» **Extract provided**:
====

Merck Settlement Widow Believes Justice Was Done

ByABC News via logo
August 20, 2005, 8:37 AM

Aug. 20, 2005 — -- The widow of a Texas man who died while taking the painkiller Vioxx believes justice was done in her lawsuit against Merck, the drug's maker, after a jury ordered the company to pay more than $253 million.

"It's my hope that this will make a difference in the way not only Merck but all of the pharmaceutical companies advertise and provide information to the physicians and to the consumers," the widow, Carol Ernst, said on ABC's "Good Morning America Weekend Edition."

Ernst won her lawsuit in Texas Superior Court in Angleton, where a jury blamed Vioxx for the 2001 death of her husband, Robert Ernst, a 59-year-old marathon runner and Wal-Mart worker who was taking the arthritis painkiller at the time of his death.

Ernst died in his sleep in 2001 after taking Vioxx for only eight months. Ernst had been taking the drug to alleviate pain in his hands.

The verdict held Merck liable for the death with jurors voting 10-2 in favor of Ernst, who won't actually walk away with all $253.4 million.

====

» **Explore the material**:
1: Name every organization that the news article above mentions by name.
2: Transcribe the stretch of the news article above from "ByABC News via" through "of his death.".

====

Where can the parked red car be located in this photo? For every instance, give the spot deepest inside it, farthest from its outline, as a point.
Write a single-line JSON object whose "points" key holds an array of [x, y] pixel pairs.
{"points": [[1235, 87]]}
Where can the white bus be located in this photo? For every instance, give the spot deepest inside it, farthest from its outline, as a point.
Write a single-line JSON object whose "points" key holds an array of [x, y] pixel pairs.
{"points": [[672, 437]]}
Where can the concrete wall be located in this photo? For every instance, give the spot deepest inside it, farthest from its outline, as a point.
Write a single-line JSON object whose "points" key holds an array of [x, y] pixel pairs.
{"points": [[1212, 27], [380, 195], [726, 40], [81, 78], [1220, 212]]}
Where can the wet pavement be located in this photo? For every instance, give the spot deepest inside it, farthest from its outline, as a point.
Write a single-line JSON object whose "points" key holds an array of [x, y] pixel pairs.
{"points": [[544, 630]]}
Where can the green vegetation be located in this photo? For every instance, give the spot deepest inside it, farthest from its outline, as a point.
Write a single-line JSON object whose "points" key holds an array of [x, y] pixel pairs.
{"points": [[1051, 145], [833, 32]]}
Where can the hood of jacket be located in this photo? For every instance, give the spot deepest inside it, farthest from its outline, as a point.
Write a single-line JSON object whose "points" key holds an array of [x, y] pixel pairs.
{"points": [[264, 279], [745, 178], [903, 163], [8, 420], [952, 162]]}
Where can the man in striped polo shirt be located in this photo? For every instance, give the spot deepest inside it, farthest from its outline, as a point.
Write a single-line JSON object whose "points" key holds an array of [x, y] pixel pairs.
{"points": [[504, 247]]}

====

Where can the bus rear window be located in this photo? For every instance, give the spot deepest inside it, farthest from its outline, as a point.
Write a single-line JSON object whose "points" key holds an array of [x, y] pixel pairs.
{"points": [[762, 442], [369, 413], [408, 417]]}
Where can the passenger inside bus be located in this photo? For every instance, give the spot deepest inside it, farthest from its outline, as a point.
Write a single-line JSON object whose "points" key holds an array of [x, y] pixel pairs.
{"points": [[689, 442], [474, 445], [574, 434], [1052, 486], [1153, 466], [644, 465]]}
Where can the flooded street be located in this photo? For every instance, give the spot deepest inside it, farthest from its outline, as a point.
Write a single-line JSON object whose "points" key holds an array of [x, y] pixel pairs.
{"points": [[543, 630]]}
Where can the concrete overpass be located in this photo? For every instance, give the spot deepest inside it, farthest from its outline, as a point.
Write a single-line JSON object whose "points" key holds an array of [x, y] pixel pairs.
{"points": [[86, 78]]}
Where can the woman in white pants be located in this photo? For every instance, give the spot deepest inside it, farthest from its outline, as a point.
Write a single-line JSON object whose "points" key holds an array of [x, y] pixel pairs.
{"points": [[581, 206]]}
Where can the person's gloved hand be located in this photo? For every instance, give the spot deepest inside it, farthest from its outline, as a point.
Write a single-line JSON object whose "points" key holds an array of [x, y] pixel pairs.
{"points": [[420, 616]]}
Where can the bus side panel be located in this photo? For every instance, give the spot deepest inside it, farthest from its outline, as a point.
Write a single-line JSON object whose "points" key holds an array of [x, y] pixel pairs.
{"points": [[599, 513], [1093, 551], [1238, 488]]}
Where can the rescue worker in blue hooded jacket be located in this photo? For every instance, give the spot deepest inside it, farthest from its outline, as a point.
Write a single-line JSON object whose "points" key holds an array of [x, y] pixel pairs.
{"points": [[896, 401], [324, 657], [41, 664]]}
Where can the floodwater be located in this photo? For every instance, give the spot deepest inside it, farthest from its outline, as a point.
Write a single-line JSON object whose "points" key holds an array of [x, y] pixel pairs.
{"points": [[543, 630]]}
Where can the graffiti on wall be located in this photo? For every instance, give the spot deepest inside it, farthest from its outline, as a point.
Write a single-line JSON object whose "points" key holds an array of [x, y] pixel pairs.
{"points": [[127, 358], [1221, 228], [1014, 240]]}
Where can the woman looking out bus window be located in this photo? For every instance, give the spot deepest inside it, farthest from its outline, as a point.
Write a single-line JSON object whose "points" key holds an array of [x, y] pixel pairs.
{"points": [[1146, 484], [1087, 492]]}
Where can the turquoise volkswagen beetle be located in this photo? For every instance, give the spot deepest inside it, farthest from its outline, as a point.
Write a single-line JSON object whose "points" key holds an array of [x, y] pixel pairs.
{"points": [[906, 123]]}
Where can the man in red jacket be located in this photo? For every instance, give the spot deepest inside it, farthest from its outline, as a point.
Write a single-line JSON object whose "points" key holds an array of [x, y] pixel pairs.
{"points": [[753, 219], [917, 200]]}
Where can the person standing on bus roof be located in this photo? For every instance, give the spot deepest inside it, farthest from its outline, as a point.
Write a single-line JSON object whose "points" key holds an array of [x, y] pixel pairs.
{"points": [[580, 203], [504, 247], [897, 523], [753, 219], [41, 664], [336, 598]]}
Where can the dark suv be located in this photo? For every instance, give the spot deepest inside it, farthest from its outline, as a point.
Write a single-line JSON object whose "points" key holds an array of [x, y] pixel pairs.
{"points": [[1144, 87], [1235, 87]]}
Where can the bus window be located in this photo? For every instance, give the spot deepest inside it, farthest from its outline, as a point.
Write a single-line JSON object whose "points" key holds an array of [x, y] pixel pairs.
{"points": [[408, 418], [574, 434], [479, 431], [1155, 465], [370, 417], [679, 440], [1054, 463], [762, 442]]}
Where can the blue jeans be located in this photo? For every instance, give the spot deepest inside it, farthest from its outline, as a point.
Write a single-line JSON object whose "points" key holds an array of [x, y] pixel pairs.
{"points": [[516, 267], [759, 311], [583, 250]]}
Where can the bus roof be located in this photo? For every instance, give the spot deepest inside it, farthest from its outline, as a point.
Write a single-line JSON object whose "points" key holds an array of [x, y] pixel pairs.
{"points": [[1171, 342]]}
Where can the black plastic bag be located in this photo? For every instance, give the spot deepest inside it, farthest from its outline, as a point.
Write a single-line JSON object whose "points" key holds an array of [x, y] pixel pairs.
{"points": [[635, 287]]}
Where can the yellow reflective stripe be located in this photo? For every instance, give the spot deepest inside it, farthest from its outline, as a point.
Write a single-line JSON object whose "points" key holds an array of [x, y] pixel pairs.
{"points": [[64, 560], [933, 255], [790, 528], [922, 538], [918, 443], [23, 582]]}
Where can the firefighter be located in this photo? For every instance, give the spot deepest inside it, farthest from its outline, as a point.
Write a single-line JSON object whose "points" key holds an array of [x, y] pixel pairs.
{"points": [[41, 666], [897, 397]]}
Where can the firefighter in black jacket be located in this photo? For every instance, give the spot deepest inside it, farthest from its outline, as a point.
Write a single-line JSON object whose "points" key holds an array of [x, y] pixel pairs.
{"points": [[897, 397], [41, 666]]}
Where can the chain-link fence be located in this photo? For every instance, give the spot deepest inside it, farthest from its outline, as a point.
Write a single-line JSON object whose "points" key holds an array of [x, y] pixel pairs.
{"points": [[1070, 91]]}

====

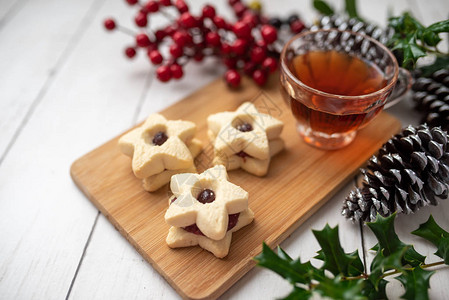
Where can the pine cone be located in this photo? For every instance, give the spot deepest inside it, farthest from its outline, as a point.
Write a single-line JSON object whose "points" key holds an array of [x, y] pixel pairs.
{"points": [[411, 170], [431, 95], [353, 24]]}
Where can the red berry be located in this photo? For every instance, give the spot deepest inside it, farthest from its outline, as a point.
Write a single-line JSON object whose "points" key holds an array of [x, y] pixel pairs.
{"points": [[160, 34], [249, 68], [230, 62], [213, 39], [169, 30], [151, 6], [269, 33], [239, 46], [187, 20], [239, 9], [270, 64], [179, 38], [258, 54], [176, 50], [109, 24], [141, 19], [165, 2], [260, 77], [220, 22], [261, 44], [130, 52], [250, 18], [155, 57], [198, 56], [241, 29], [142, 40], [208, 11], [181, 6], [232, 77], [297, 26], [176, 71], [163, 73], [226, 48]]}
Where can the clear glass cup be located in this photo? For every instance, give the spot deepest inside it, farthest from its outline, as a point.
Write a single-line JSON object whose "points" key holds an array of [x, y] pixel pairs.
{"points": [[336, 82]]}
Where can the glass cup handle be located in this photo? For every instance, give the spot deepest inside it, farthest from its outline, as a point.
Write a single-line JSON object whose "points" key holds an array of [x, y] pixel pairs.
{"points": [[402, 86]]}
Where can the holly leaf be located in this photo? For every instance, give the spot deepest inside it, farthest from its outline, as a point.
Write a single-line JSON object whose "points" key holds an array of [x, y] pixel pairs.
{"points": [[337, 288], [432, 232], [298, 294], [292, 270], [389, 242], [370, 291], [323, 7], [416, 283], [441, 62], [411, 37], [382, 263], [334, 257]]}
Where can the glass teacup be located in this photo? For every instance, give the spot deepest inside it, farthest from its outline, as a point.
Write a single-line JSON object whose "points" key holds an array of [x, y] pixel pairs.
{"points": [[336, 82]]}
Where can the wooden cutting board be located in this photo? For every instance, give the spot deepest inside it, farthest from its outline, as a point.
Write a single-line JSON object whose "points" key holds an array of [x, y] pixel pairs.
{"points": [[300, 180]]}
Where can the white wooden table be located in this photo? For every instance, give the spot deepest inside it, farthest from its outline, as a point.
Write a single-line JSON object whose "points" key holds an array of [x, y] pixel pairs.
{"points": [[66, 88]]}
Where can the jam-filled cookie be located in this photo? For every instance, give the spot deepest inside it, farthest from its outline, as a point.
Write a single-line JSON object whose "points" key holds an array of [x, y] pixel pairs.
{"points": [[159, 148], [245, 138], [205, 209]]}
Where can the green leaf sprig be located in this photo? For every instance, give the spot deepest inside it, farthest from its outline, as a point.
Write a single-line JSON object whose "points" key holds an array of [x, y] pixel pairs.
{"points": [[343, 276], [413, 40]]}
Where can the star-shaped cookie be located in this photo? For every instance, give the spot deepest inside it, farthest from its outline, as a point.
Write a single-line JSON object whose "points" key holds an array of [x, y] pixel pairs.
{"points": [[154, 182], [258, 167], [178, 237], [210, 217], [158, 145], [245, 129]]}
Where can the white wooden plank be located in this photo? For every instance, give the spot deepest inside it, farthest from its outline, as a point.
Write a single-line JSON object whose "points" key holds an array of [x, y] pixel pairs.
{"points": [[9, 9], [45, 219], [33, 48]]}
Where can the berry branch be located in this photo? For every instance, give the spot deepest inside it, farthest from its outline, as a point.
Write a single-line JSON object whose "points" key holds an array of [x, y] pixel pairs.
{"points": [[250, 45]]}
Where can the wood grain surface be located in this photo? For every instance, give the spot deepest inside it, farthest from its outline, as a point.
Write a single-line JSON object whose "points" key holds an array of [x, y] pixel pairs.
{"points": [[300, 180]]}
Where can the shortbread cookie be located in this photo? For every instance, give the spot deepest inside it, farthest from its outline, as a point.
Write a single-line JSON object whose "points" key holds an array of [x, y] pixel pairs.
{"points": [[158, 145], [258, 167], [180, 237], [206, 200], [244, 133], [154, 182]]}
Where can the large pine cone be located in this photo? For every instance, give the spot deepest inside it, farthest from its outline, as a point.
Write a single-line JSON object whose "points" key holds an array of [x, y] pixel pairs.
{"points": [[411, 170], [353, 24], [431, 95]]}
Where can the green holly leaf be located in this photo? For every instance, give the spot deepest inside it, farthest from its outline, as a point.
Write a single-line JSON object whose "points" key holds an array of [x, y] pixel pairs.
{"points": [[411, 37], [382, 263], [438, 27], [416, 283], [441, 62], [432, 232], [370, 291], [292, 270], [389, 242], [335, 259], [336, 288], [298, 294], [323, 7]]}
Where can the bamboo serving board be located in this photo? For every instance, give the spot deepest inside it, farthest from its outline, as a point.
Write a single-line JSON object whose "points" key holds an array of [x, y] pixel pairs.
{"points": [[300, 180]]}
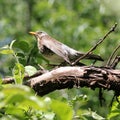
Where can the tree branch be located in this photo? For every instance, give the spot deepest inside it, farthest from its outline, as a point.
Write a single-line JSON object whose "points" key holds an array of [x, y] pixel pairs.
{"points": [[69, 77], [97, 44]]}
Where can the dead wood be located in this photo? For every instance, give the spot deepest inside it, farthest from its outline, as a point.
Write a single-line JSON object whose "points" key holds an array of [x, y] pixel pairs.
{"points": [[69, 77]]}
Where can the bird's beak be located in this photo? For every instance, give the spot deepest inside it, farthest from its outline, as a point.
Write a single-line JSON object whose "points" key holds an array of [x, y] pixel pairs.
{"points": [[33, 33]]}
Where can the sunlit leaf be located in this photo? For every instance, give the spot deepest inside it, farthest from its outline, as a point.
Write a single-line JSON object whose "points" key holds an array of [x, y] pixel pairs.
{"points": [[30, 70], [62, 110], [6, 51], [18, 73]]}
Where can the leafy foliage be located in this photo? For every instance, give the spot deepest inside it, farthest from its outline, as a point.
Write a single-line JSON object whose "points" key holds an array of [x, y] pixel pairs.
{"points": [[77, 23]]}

====

» **Answers by item number**:
1: Merck, ABC News, Texas Superior Court, Wal-Mart

2:
ByABC News via logo
August 20, 2005, 8:37 AM

Aug. 20, 2005 — -- The widow of a Texas man who died while taking the painkiller Vioxx believes justice was done in her lawsuit against Merck, the drug's maker, after a jury ordered the company to pay more than $253 million.

"It's my hope that this will make a difference in the way not only Merck but all of the pharmaceutical companies advertise and provide information to the physicians and to the consumers," the widow, Carol Ernst, said on ABC's "Good Morning America Weekend Edition."

Ernst won her lawsuit in Texas Superior Court in Angleton, where a jury blamed Vioxx for the 2001 death of her husband, Robert Ernst, a 59-year-old marathon runner and Wal-Mart worker who was taking the arthritis painkiller at the time of his death.